**WORK ORDER:**
Go through the lines below and copy any that hold the string "costume".

##########

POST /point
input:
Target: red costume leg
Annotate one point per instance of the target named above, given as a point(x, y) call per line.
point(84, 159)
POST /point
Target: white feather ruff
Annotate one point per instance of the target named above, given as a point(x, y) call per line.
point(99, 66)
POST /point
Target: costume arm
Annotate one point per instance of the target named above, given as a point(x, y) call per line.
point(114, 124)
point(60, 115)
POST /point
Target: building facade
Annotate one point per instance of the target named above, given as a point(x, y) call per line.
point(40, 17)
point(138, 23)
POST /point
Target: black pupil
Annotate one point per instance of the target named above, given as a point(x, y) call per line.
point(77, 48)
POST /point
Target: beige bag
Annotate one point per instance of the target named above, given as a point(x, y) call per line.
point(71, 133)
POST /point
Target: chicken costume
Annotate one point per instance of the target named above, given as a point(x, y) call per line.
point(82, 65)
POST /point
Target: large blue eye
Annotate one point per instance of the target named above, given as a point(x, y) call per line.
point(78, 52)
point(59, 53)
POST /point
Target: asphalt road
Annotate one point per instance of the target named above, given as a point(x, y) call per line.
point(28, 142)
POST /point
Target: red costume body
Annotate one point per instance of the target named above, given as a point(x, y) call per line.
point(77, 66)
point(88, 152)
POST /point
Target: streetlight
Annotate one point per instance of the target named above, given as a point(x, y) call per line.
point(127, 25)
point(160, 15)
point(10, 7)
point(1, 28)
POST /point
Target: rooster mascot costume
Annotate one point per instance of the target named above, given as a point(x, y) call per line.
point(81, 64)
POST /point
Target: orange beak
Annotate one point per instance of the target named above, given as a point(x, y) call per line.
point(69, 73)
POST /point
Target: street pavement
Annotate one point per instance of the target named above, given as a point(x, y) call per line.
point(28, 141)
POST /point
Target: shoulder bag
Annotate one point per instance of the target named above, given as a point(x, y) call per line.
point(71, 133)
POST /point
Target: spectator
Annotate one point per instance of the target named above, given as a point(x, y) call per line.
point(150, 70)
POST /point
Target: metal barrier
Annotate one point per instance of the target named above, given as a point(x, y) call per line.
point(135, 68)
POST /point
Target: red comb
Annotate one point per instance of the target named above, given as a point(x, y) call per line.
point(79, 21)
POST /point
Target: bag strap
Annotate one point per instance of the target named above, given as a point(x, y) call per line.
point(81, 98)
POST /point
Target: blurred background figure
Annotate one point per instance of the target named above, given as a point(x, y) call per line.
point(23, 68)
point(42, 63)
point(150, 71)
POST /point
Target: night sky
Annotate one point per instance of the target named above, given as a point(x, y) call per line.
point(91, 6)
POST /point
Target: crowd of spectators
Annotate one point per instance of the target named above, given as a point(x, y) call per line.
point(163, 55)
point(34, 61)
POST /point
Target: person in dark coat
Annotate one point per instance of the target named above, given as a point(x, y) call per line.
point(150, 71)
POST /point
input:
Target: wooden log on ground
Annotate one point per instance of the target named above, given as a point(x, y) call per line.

##########

**ANSWER FOR THIS EXERCISE:**
Target: red costume leg
Target: costume arm
Target: chicken costume
Target: red costume body
Target: rooster mascot costume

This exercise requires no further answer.